(Saved data entries)

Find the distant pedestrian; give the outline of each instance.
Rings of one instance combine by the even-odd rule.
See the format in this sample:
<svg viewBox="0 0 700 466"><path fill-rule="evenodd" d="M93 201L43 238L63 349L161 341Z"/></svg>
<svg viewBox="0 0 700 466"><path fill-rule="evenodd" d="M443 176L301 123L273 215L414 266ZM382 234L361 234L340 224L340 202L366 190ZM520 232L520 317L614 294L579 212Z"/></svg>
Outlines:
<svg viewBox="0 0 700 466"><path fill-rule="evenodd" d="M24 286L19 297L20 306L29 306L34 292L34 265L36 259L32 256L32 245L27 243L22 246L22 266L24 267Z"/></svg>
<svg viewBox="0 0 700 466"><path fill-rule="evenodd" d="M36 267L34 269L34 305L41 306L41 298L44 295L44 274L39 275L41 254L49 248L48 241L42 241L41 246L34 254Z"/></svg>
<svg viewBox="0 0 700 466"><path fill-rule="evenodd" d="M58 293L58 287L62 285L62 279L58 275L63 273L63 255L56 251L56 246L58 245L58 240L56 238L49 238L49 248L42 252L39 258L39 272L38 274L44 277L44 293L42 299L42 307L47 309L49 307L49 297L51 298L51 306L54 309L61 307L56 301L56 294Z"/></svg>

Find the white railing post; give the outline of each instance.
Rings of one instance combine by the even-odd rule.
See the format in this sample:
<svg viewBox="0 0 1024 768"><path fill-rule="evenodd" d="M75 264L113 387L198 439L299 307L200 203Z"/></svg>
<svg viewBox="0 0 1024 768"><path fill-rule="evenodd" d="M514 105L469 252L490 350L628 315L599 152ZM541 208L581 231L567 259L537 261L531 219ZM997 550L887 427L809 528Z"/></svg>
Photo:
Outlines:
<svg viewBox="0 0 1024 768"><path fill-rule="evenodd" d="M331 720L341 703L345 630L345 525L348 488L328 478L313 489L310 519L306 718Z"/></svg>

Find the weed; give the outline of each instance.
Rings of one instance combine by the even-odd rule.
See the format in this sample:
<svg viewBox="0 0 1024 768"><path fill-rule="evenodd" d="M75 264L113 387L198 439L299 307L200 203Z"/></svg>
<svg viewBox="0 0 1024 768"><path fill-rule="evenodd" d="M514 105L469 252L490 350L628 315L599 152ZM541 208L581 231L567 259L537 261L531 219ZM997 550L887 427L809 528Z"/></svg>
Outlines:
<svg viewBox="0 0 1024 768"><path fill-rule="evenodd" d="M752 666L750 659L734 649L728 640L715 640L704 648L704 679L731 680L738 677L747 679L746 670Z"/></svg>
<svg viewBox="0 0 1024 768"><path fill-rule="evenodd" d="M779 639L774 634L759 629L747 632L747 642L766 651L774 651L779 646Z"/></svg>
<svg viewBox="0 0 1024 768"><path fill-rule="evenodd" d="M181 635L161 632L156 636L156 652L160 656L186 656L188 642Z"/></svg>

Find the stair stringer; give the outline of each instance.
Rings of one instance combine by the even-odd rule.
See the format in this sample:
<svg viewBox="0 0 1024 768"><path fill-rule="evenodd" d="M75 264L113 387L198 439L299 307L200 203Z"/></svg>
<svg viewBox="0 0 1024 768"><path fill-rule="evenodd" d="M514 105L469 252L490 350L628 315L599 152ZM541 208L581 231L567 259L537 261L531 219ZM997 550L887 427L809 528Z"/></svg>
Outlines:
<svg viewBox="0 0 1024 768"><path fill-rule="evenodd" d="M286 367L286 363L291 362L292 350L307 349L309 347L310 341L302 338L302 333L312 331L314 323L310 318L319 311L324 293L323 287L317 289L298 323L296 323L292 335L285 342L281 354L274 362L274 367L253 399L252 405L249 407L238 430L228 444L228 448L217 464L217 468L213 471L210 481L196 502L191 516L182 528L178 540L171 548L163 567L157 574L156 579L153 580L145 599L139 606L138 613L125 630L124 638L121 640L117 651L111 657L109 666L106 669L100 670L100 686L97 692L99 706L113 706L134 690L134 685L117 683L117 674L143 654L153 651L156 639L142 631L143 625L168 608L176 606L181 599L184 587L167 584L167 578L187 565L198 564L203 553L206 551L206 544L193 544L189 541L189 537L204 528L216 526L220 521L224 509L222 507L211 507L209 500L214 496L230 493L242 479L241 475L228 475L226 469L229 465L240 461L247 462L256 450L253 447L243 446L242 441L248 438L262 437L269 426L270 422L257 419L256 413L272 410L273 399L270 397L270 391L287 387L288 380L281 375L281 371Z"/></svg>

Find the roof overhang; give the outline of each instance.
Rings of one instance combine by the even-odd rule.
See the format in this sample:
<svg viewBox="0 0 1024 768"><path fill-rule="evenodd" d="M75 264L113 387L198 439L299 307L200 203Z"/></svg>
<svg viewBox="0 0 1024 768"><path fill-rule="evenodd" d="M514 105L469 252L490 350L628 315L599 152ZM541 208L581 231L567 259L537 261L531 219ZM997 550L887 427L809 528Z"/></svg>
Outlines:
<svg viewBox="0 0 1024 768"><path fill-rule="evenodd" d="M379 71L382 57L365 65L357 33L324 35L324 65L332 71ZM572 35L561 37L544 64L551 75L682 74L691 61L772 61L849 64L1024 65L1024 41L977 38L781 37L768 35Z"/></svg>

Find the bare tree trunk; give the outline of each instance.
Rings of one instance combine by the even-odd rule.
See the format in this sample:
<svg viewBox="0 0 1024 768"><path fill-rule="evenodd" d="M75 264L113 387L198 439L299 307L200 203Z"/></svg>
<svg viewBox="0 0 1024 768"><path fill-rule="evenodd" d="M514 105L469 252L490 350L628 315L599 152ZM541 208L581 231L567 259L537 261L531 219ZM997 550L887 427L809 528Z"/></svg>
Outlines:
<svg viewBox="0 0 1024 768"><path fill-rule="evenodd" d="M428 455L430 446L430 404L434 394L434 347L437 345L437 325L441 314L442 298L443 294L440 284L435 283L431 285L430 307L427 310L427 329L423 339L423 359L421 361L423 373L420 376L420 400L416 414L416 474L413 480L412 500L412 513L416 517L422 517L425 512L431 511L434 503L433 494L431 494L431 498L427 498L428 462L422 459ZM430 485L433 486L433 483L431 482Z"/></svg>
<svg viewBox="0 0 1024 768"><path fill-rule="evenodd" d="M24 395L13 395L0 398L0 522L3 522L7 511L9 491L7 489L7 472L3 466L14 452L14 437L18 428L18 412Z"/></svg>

_Activity:_
Beginning at the first line of the records, retype exactly every line up to and including the one with "201L43 238L63 349L161".

_Solved problem:_
Find the distant pedestrian; give the outline of each instance.
Rings of one instance combine by the even-odd rule.
See the format in this sample:
<svg viewBox="0 0 700 466"><path fill-rule="evenodd" d="M93 201L43 238L63 349L161 341Z"/></svg>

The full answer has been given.